Work order: Below are some records; work out how many of their lines contain "overcast" and give the number only.

+ + + + +

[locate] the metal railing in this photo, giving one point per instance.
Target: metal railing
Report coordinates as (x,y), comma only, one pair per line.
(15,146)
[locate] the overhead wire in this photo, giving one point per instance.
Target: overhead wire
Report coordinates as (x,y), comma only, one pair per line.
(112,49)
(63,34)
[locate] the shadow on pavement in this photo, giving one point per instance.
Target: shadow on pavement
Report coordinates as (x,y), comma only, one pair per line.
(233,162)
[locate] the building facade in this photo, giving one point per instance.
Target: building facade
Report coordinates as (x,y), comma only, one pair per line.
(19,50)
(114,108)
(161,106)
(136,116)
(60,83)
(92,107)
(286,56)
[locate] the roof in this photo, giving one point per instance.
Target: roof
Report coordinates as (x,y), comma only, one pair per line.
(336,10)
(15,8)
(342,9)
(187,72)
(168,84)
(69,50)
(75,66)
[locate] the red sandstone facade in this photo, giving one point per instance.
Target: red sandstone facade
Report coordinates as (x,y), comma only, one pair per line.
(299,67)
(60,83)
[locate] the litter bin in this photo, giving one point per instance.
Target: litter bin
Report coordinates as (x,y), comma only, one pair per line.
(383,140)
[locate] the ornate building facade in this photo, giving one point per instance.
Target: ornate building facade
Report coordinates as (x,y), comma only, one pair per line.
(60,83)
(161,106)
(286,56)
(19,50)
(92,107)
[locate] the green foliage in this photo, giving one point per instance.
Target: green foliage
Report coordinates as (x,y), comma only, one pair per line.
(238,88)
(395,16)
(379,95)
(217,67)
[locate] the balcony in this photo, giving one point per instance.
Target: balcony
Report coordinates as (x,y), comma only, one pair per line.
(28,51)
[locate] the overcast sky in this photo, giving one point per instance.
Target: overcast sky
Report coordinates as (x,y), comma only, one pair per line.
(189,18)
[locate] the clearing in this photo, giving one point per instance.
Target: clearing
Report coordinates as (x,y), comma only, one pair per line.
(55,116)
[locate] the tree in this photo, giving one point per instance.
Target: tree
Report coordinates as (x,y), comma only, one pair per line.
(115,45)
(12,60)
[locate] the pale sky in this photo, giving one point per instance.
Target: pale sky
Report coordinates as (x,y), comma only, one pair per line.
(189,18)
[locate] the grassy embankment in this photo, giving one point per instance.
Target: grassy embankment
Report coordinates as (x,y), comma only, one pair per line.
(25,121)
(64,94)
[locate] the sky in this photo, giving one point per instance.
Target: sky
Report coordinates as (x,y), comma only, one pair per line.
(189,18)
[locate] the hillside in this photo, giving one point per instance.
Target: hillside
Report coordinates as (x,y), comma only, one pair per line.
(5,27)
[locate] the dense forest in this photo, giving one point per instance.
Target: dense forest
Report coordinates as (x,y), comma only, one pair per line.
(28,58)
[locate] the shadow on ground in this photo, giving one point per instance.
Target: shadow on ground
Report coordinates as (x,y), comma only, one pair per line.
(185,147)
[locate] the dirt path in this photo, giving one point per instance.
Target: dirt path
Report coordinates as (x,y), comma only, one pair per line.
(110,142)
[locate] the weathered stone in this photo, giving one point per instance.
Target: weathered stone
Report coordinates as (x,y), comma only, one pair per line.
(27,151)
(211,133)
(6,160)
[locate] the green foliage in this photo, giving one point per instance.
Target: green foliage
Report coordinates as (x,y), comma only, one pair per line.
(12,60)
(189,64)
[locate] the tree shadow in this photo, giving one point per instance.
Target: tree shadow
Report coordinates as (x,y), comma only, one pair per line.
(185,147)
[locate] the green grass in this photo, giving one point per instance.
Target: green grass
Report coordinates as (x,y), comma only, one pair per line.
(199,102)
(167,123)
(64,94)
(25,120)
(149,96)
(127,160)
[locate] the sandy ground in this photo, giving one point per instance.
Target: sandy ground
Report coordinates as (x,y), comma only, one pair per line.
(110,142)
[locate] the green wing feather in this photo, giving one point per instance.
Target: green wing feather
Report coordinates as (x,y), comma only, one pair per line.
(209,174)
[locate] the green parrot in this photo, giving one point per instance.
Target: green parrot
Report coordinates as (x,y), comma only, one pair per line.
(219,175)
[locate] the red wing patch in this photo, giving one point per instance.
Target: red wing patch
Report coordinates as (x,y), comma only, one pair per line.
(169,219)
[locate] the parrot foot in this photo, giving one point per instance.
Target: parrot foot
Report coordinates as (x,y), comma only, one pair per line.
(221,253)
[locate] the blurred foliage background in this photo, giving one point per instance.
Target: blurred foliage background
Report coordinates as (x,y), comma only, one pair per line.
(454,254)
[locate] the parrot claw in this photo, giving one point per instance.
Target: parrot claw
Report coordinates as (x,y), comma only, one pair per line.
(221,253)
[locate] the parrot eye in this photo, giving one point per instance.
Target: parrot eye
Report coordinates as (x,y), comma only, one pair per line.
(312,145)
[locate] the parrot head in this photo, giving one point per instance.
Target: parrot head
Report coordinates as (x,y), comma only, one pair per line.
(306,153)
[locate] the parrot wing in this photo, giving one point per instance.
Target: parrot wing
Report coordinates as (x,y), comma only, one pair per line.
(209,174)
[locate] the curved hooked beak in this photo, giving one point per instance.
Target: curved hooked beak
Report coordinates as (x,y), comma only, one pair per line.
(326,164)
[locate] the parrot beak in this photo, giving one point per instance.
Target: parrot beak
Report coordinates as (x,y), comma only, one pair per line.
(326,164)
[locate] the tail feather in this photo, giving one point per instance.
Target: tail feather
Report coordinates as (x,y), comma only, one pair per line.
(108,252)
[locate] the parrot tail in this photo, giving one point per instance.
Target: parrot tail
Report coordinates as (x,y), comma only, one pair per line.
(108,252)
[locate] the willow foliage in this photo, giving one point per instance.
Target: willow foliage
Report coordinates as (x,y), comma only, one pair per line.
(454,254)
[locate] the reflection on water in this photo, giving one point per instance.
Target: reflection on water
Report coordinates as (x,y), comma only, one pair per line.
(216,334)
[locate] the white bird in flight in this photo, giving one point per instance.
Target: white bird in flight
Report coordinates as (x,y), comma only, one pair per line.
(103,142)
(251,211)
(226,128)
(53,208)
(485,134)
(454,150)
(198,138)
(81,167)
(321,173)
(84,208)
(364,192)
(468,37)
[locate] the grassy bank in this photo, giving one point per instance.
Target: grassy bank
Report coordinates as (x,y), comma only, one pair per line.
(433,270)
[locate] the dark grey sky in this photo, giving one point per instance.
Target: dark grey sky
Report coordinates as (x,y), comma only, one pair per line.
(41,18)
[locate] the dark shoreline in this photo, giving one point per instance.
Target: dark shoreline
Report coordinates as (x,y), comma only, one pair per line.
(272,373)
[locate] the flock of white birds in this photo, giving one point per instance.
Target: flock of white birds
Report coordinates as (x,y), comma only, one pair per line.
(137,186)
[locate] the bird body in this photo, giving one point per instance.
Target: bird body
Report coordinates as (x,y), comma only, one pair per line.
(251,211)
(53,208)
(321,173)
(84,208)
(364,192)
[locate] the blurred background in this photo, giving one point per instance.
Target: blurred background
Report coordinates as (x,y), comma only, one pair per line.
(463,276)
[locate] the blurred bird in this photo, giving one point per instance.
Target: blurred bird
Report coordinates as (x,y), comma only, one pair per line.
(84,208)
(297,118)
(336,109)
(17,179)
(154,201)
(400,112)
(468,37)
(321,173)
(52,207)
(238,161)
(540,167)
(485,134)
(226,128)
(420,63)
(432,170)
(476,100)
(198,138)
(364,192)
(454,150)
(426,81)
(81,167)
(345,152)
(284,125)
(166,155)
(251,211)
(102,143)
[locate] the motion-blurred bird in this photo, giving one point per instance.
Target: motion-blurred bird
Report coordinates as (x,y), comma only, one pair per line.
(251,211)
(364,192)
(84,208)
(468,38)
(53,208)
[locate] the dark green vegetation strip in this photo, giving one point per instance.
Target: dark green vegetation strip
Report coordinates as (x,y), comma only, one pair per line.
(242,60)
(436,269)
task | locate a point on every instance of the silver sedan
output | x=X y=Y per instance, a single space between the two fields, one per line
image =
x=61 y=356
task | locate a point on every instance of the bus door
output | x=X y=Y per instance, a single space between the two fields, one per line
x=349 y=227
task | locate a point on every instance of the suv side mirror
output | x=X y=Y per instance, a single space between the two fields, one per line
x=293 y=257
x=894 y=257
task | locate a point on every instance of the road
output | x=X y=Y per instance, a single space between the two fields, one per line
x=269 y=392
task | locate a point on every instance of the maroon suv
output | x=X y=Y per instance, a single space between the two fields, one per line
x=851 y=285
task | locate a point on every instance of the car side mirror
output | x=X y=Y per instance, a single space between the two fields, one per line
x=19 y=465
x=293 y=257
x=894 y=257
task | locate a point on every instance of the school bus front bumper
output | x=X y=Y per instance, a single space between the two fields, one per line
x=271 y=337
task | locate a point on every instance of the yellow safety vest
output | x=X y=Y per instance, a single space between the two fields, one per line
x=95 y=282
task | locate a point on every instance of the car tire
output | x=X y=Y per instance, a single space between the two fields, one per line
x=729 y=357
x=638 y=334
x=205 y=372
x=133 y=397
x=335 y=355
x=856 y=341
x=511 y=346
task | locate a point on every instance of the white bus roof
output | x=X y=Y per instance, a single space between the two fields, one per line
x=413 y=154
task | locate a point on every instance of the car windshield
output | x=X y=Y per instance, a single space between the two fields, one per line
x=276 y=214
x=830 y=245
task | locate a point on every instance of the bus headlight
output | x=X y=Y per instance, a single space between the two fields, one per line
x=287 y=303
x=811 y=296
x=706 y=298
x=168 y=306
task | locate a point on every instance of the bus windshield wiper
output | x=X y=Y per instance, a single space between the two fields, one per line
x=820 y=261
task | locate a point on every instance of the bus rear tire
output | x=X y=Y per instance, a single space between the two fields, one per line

+ + + + +

Response for this exercise: 2